▸ **Seçilen Metin**
══════════

TÜRKİYE CUMHURİYETİ
|
ANAYASA MAHKEMESİ
|
|
|
İKİNCİ BÖLÜM
|
|
KARAR
|
|
AHMET ÖZGÜÇ VE METHİYE ÖZGÜÇ BAŞVURUSU
|
(Başvuru Numarası: 2016/47942)
|
|
Karar Tarihi: 23/10/2019
|
|
İKİNCİ BÖLÜM
|
|
KARAR
|
|
Başkan
|
:
|
Engin
YILDIRIM
|
Üyeler
|
:
|
Recep
KÖMÜRCÜ
|
|
|
Celal Mümtaz
AKINCI
|
|
|
Rıdvan GÜLEÇ
|
|
|
Yıldız
SEFERİNOĞLU
|
Raportör
|
:
|
Mustafa ARI
|
Başvurucular
|
:
|
1. Ahmet
ÖZGÜÇ
|
|
|
2. Methiye
ÖZGÜÇ
|
Vekili
|
:
|
Av. Arzu
PAMUKÇU YÖRDEM
|
I. BAŞVURUNUN KONUSU
1. Başvuru; 17/7/2004 tarihli ve 5233 sayılı Terör ve Terörle
Mücadeleden Doğan Zararların Karşılanması Hakkında Kanun kapsamında yapılan
başvuru ve bu başvuru sonucu verilen karar üzerine açılan iptal davasında
hükmedilen tazminatın yeterli olmaması, bu kararlarda manevi tazminata
hükmedilmemesi, açılan iptal davasında yargılamanın makul sürede sona
erdirilmemesi ve ölüm olaylarının faillerinin tespit edilememesi nedenleriyle
yaşam hakkının ihlal edildiği iddiasına ilişkindir.
II. BAŞVURU SÜRECİ
2. Başvuru 21/11/2016 tarihinde yapılmıştır.
3. Başvuru, başvuru formu ve eklerinin idari yönden yapılan ön
incelemesinden sonra Komisyona sunulmuştur.
4. Komisyonca başvuruların kabul edilebilirlik incelemesinin
Bölüm tarafından yapılmasına karar verilmiştir.
5. Bölüm Başkanı tarafından başvurunun kabul edilebilirlik ve
esas incelemesinin birlikte yapılmasına karar verilmiştir.
III. OLAY VE OLGULAR
6. Başvuru formu ve eklerinde ifade edildiği şekliyle ve Ulusal
Yargı Ağı Bilişim Sistemi (UYAP) aracılığıyla temin edilen belgelere göre
ilgili olaylar özetle şöyledir:
7. Mardin'in Yeşilli ilçesi Dereyanı
köyünde ikamet eden başvurucuların oğulları İ.Ö. ile Ç.Ö. 15/8/1994 tarihinde
hayvan otlatmak için gittikleri Ziyaret Tepesi mevkiinde 26/6/1994 tarihinde
güvenlik güçleri tarafından terör örgütü üyelerine yönelik düzenlenen operasyon
sırasında kullanılan ancak patlamayan havan topu mermisi ile oynadıkları sırada
meydana gelen patlama neticesinde hayatlarını kaybetmişlerdir.

══════════

▸ **Çıkarılan Kayıtlar**
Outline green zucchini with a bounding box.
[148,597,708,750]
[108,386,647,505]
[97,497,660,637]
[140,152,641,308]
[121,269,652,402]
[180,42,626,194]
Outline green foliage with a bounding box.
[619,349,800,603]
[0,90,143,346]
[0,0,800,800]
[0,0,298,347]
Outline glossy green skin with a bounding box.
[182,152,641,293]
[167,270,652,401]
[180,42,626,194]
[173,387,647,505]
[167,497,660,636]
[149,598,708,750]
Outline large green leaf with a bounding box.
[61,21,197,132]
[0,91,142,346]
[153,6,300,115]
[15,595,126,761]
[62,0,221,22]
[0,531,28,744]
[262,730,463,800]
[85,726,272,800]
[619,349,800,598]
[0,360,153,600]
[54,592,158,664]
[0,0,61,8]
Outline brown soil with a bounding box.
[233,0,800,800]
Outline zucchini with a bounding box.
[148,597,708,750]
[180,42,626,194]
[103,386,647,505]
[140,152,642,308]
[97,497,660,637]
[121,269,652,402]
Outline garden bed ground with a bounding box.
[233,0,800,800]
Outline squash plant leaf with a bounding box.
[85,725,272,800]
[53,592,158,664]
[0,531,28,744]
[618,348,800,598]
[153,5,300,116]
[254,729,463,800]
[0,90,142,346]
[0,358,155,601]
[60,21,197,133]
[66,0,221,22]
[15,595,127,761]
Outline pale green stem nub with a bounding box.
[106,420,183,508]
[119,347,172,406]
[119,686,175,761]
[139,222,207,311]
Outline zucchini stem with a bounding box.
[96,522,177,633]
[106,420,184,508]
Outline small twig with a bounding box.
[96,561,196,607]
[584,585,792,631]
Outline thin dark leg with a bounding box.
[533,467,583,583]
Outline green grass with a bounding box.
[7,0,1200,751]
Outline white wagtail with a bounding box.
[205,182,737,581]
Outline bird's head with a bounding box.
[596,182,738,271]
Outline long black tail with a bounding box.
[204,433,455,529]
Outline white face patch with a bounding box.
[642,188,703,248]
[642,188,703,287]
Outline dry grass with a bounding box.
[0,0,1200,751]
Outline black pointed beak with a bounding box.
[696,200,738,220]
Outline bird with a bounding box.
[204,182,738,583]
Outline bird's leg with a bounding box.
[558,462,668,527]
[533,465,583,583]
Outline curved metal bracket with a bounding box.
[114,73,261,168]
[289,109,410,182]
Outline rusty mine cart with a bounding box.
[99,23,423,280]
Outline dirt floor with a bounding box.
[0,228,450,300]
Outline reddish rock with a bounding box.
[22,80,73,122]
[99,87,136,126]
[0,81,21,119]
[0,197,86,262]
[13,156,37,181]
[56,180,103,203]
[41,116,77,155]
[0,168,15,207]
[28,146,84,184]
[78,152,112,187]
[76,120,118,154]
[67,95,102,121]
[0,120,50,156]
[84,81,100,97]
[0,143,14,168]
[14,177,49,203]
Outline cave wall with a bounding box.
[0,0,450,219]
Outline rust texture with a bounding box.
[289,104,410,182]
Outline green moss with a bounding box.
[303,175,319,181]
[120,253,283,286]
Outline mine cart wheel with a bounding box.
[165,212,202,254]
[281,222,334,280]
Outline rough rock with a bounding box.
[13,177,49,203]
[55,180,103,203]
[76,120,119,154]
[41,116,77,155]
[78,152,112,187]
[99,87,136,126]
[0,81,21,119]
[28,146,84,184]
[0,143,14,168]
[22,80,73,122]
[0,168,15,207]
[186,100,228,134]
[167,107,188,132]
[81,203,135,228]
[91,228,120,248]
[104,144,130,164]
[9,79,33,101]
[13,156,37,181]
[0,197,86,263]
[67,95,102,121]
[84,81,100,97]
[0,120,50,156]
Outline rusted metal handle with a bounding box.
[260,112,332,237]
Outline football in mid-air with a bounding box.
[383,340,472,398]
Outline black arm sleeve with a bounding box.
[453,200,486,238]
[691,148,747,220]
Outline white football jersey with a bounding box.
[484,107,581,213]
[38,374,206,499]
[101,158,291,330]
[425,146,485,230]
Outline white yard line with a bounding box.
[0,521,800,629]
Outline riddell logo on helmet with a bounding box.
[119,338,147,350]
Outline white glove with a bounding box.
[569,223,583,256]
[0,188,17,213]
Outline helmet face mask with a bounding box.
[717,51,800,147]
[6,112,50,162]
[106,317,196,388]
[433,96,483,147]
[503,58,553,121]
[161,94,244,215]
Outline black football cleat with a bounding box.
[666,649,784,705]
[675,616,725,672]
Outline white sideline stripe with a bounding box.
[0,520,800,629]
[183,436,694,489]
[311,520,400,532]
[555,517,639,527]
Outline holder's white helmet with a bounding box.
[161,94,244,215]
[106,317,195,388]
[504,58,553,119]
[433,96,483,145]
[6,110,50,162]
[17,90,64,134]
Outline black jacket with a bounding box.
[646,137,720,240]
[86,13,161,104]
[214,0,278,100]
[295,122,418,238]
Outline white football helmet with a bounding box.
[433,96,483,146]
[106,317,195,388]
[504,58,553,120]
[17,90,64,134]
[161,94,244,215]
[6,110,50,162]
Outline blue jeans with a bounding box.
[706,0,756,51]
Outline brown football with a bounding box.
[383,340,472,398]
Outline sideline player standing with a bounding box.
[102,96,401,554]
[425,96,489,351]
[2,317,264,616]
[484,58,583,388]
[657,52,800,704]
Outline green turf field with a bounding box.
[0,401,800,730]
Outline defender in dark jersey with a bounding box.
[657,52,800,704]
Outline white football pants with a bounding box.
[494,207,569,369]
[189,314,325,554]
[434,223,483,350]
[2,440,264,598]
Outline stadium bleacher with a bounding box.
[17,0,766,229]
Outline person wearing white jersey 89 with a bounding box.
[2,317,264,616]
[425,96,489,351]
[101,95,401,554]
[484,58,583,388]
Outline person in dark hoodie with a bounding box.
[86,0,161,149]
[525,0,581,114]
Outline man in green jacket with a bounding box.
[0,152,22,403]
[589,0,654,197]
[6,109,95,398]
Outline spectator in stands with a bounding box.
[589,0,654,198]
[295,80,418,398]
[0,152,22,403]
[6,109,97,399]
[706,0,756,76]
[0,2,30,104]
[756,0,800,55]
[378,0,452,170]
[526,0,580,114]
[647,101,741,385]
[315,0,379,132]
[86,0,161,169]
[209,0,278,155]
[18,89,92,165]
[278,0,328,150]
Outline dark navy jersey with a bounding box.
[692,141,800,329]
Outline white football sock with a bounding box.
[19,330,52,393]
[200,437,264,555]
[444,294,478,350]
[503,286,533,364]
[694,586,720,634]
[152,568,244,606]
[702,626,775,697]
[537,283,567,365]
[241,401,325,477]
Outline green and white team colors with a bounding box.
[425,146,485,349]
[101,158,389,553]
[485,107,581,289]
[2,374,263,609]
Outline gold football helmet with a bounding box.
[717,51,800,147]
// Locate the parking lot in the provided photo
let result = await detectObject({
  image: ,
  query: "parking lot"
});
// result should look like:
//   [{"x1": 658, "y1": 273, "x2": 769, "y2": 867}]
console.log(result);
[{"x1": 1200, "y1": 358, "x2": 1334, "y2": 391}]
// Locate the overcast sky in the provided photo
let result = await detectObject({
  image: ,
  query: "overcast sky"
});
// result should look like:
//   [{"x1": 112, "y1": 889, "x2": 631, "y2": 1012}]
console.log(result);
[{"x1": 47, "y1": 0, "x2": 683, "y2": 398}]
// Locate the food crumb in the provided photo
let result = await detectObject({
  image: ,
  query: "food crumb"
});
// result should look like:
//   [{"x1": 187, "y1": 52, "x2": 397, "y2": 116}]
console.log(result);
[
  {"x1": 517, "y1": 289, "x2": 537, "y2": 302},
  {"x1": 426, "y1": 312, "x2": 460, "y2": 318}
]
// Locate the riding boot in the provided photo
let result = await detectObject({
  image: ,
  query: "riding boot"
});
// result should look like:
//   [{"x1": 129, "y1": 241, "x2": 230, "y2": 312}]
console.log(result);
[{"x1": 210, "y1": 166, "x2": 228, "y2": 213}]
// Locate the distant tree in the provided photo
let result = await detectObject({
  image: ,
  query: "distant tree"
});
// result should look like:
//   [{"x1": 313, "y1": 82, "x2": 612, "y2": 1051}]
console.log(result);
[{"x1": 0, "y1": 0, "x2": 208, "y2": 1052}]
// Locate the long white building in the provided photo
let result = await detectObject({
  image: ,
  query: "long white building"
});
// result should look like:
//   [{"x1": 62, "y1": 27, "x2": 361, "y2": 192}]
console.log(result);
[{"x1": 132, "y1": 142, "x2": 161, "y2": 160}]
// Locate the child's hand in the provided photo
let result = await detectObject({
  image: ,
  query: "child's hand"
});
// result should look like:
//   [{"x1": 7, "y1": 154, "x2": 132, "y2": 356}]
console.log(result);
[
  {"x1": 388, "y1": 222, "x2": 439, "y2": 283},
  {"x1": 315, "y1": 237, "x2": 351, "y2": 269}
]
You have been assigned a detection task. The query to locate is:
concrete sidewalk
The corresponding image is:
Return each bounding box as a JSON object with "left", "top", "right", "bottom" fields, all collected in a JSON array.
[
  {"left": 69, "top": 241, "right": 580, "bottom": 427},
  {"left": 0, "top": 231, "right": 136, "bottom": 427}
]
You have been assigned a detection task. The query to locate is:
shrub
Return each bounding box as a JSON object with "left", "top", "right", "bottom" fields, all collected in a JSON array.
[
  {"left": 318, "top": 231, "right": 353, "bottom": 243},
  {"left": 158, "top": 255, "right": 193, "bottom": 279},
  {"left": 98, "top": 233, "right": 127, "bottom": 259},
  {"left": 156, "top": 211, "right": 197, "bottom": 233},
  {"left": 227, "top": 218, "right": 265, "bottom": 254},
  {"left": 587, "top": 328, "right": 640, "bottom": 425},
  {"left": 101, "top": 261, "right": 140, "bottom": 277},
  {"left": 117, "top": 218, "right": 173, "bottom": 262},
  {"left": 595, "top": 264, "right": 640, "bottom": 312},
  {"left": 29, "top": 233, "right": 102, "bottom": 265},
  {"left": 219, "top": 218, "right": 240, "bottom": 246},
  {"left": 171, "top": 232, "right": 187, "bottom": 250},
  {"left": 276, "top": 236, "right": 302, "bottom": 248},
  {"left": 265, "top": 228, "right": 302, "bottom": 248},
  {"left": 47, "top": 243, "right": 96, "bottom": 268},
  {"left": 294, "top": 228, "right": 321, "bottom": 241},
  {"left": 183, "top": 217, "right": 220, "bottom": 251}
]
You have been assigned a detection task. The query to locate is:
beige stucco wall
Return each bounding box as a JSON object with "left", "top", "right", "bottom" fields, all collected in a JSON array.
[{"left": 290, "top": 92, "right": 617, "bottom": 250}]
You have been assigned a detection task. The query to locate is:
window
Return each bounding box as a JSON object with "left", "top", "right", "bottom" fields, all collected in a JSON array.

══════════

▸ **Görev 1**
Karar metnine göre aşağıdaki soruları yanıtla:
(a) Başvuru hangi tarihte yapılmıştır?
(b) Başvurucuların vekili kimdir?
(c) Güvenlik güçlerinin Ziyaret Tepesi mevkiinde düzenlediği operasyon hangi tarihte yapılmıştır?
▸ **Görev 2**
Aşağıdaki ifadeler karar metniyle uyuşuyor mu? Her biri için evet ya da hayır de ve metinden belirleyici sözleri aynen alıntıla.
(a) Karar tarihi 23/10/2019'dur.
(b) Bölüm Başkanı, kabul edilebilirlik ve esas incelemesinin ayrı ayrı yapılmasına karar vermiştir.
(c) Havan topu mermisi, operasyon sırasında kullanıldığında patlamıştır.
▸ **Görev 3**
Karar metninin "5. Bölüm Başkanı" sözlerinden "neticesinde hayatlarını kaybetmişlerdir." sözlerine kadar uzanan kısmını harfiyen tekrarla.
Kayıtlar, karar metninden bağımsız ayrı bir malzemedir.

▸ **Son Sonuç 1**
(a) 21/11/2016
(b) Av. Arzu PAMUKÇU YÖRDEM
(c) 26/6/1994

▸ **Son Sonuç 2**
(a) Evet: "Karar Tarihi: 23/10/2019"
(b) Hayır: "Bölüm Başkanı tarafından başvurunun kabul edilebilirlik ve esas incelemesinin birlikte yapılmasına karar verilmiştir."
(c) Hayır: "sırasında kullanılan ancak patlamayan havan topu mermisi"

▸ **Son Sonuç 3**
5. Bölüm Başkanı tarafından başvurunun kabul edilebilirlik ve
esas incelemesinin birlikte yapılmasına karar verilmiştir.
III. OLAY VE OLGULAR
6. Başvuru formu ve eklerinde ifade edildiği şekliyle ve Ulusal
Yargı Ağı Bilişim Sistemi (UYAP) aracılığıyla temin edilen belgelere göre
ilgili olaylar özetle şöyledir:
7. Mardin'in Yeşilli ilçesi Dereyanı
köyünde ikamet eden başvurucuların oğulları İ.Ö. ile Ç.Ö. 15/8/1994 tarihinde
hayvan otlatmak için gittikleri Ziyaret Tepesi mevkiinde 26/6/1994 tarihinde
güvenlik güçleri tarafından terör örgütü üyelerine yönelik düzenlenen operasyon
sırasında kullanılan ancak patlamayan havan topu mermisi ile oynadıkları sırada
meydana gelen patlama neticesinde hayatlarını kaybetmişlerdir.